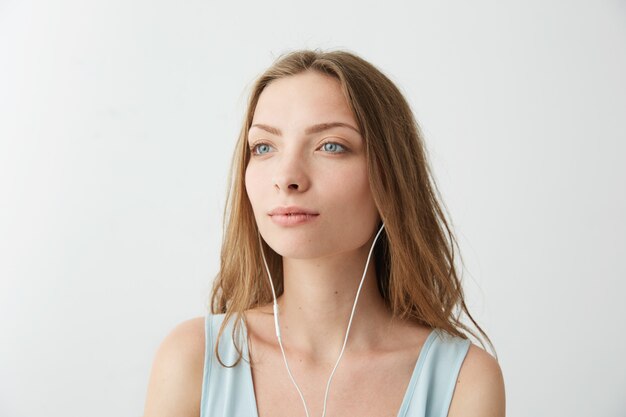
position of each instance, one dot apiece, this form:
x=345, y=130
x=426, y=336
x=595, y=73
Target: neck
x=317, y=301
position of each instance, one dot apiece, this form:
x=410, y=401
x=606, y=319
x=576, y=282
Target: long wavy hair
x=414, y=256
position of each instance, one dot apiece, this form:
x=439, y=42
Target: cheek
x=252, y=187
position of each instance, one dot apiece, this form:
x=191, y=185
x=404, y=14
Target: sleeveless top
x=229, y=392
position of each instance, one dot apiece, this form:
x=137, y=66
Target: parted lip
x=291, y=210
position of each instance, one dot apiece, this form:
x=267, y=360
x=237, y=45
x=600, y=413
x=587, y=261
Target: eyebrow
x=310, y=130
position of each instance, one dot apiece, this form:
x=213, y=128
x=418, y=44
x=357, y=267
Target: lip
x=291, y=210
x=292, y=215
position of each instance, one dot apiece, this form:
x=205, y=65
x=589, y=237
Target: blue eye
x=333, y=147
x=260, y=148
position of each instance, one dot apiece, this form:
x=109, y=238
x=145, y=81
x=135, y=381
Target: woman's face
x=302, y=157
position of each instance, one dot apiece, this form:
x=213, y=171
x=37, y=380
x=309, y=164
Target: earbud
x=277, y=324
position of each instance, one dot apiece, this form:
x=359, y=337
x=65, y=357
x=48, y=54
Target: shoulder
x=479, y=388
x=175, y=385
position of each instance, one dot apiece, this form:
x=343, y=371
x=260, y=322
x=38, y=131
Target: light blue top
x=228, y=392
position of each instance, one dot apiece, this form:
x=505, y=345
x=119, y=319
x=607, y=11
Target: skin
x=323, y=262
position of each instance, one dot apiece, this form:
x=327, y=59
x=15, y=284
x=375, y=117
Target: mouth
x=292, y=218
x=292, y=211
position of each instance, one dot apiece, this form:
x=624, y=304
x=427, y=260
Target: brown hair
x=414, y=255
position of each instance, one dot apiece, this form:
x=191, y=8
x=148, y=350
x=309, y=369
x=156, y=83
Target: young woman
x=337, y=293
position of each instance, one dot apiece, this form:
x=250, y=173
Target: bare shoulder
x=480, y=387
x=175, y=384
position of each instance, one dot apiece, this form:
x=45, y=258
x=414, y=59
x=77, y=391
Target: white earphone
x=277, y=323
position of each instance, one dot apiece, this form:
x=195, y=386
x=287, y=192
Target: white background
x=117, y=124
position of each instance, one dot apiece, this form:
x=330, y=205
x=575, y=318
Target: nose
x=290, y=174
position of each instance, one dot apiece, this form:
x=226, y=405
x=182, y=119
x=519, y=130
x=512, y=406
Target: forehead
x=306, y=98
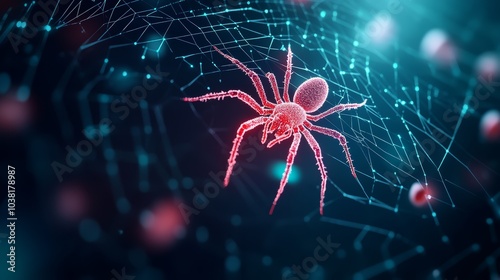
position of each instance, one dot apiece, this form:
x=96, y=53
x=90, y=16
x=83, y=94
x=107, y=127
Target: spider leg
x=285, y=136
x=337, y=135
x=274, y=85
x=288, y=74
x=289, y=161
x=319, y=159
x=265, y=130
x=253, y=76
x=244, y=127
x=233, y=94
x=338, y=108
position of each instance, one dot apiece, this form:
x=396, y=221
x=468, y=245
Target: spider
x=285, y=119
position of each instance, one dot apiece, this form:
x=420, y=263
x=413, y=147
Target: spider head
x=279, y=125
x=311, y=94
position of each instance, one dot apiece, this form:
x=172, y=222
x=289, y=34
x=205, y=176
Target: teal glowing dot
x=231, y=246
x=233, y=264
x=112, y=169
x=123, y=205
x=267, y=260
x=277, y=172
x=4, y=82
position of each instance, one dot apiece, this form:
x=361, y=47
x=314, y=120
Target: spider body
x=285, y=119
x=311, y=94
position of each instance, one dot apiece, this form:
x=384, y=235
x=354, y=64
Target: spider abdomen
x=290, y=113
x=311, y=94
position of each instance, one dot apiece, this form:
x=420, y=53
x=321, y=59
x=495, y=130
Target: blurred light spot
x=202, y=234
x=173, y=184
x=233, y=264
x=490, y=126
x=418, y=195
x=381, y=29
x=72, y=203
x=14, y=114
x=163, y=224
x=89, y=230
x=488, y=66
x=187, y=183
x=436, y=46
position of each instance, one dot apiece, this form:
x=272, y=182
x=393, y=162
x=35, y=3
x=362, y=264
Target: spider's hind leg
x=289, y=162
x=244, y=127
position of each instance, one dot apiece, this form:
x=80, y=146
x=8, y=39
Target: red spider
x=285, y=118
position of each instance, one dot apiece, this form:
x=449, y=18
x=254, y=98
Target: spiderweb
x=404, y=134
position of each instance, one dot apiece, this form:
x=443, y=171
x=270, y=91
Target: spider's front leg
x=253, y=76
x=244, y=127
x=337, y=109
x=232, y=94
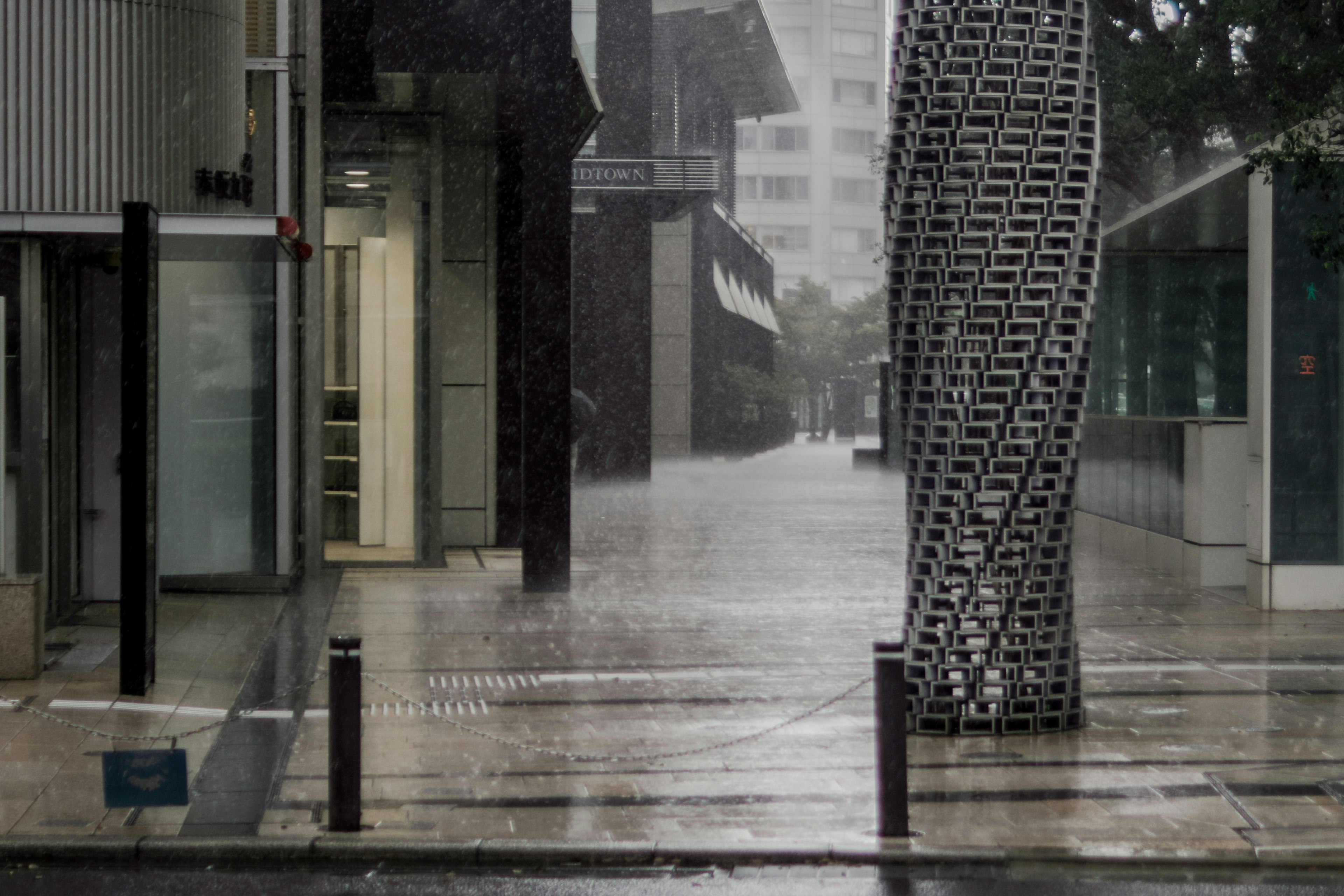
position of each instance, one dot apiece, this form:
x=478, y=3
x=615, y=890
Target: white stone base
x=1199, y=565
x=1295, y=588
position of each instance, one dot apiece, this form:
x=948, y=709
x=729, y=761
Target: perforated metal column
x=992, y=232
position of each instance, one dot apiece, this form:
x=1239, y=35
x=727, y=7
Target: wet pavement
x=725, y=598
x=779, y=880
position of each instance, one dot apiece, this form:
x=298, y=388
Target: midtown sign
x=611, y=174
x=646, y=175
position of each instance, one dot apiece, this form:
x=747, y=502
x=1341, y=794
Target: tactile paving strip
x=992, y=237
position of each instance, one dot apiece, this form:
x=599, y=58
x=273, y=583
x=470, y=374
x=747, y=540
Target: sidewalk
x=725, y=598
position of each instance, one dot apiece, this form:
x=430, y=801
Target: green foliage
x=1189, y=84
x=763, y=390
x=822, y=342
x=1314, y=152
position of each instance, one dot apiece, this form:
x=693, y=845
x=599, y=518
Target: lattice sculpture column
x=992, y=237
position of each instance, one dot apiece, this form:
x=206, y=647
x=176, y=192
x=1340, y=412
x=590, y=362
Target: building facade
x=353, y=225
x=654, y=199
x=807, y=184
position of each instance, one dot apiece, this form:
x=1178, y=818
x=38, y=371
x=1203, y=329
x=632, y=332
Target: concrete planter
x=22, y=610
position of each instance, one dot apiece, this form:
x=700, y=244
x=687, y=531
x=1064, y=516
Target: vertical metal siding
x=107, y=101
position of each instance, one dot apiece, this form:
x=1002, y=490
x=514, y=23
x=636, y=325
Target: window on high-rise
x=769, y=138
x=854, y=141
x=854, y=93
x=766, y=187
x=781, y=237
x=846, y=289
x=795, y=40
x=854, y=43
x=854, y=190
x=854, y=240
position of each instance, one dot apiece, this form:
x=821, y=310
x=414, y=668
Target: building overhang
x=588, y=105
x=736, y=46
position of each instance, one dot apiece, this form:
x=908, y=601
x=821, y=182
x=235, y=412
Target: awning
x=588, y=107
x=721, y=287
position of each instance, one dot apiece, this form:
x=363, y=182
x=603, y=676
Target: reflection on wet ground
x=723, y=598
x=728, y=597
x=771, y=880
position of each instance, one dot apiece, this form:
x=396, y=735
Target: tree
x=1186, y=85
x=820, y=343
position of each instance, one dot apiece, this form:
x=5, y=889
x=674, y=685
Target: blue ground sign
x=144, y=778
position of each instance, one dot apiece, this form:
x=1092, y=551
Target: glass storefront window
x=377, y=295
x=1170, y=338
x=217, y=406
x=262, y=140
x=1306, y=382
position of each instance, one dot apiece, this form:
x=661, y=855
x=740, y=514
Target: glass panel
x=1170, y=338
x=1306, y=391
x=377, y=288
x=261, y=140
x=217, y=413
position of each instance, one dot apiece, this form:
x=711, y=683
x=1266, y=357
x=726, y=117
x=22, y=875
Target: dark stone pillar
x=545, y=105
x=613, y=260
x=139, y=444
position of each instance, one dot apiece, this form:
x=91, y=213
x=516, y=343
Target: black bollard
x=889, y=679
x=343, y=734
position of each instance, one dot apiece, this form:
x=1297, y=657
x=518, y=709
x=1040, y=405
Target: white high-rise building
x=806, y=184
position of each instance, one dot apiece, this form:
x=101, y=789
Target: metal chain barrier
x=579, y=757
x=230, y=716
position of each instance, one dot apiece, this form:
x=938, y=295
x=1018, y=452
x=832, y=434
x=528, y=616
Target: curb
x=335, y=851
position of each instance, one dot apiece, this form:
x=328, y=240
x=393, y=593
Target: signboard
x=144, y=778
x=647, y=175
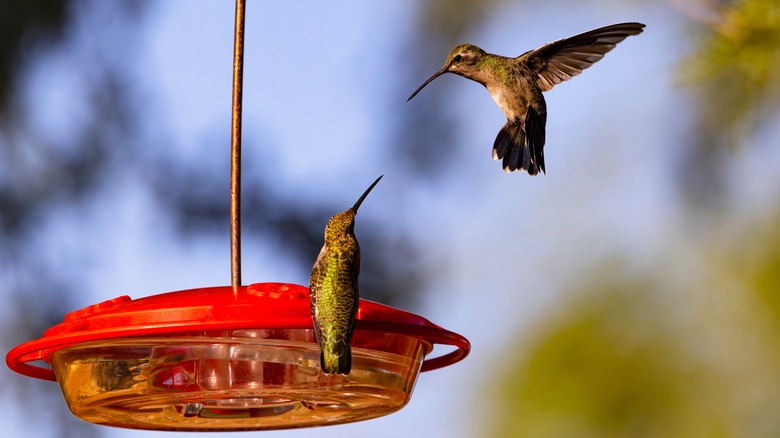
────────────────────
(WHAT TO DO) Starting at the first of the lines above and ending at the line that contains "x=323, y=262", rewrite every line in full, not only the answers, and shift each answer coordinate by adding 128 to both its x and y values. Omit the pictures.

(ANSWER TO THE TASK)
position of each instance, one dot apiece, this form:
x=345, y=130
x=426, y=336
x=595, y=73
Target: neck
x=445, y=429
position of each instance, one dot apiece, this form:
x=410, y=401
x=606, y=319
x=576, y=282
Target: long wavy hair
x=542, y=384
position of each instance, one dot apiece, this form:
x=439, y=42
Target: cheek
x=380, y=315
position of each instance, one dot apiece, this form:
x=191, y=185
x=404, y=14
Target: sleeveless top
x=357, y=520
position of each instance, one dot apiece, this form:
x=137, y=66
Target: parted lip
x=419, y=338
position of each instance, one dot apiece, this form:
x=267, y=360
x=237, y=45
x=600, y=413
x=587, y=261
Target: eyebrow
x=438, y=258
position of each instance, one dot apiece, this form:
x=213, y=128
x=418, y=44
x=357, y=267
Target: lip
x=419, y=338
x=420, y=343
position of each instance, one dot apiece, this form:
x=205, y=65
x=589, y=237
Target: blue eye
x=461, y=275
x=388, y=276
position of each instance, one dot apiece, this form:
x=109, y=238
x=145, y=81
x=135, y=381
Target: woman's face
x=430, y=285
position of each instance, one dot apiece, this form:
x=213, y=171
x=37, y=380
x=309, y=164
Target: earbud
x=405, y=452
position of each instance, one dot apiece, this form:
x=359, y=337
x=65, y=357
x=48, y=54
Target: shoulder
x=607, y=516
x=303, y=513
position of each instance, one dot apiece, this form:
x=343, y=371
x=260, y=322
x=38, y=131
Target: light blue top
x=356, y=520
position of each instance, one dot apiece, this form:
x=505, y=345
x=119, y=319
x=607, y=11
Target: skin
x=451, y=390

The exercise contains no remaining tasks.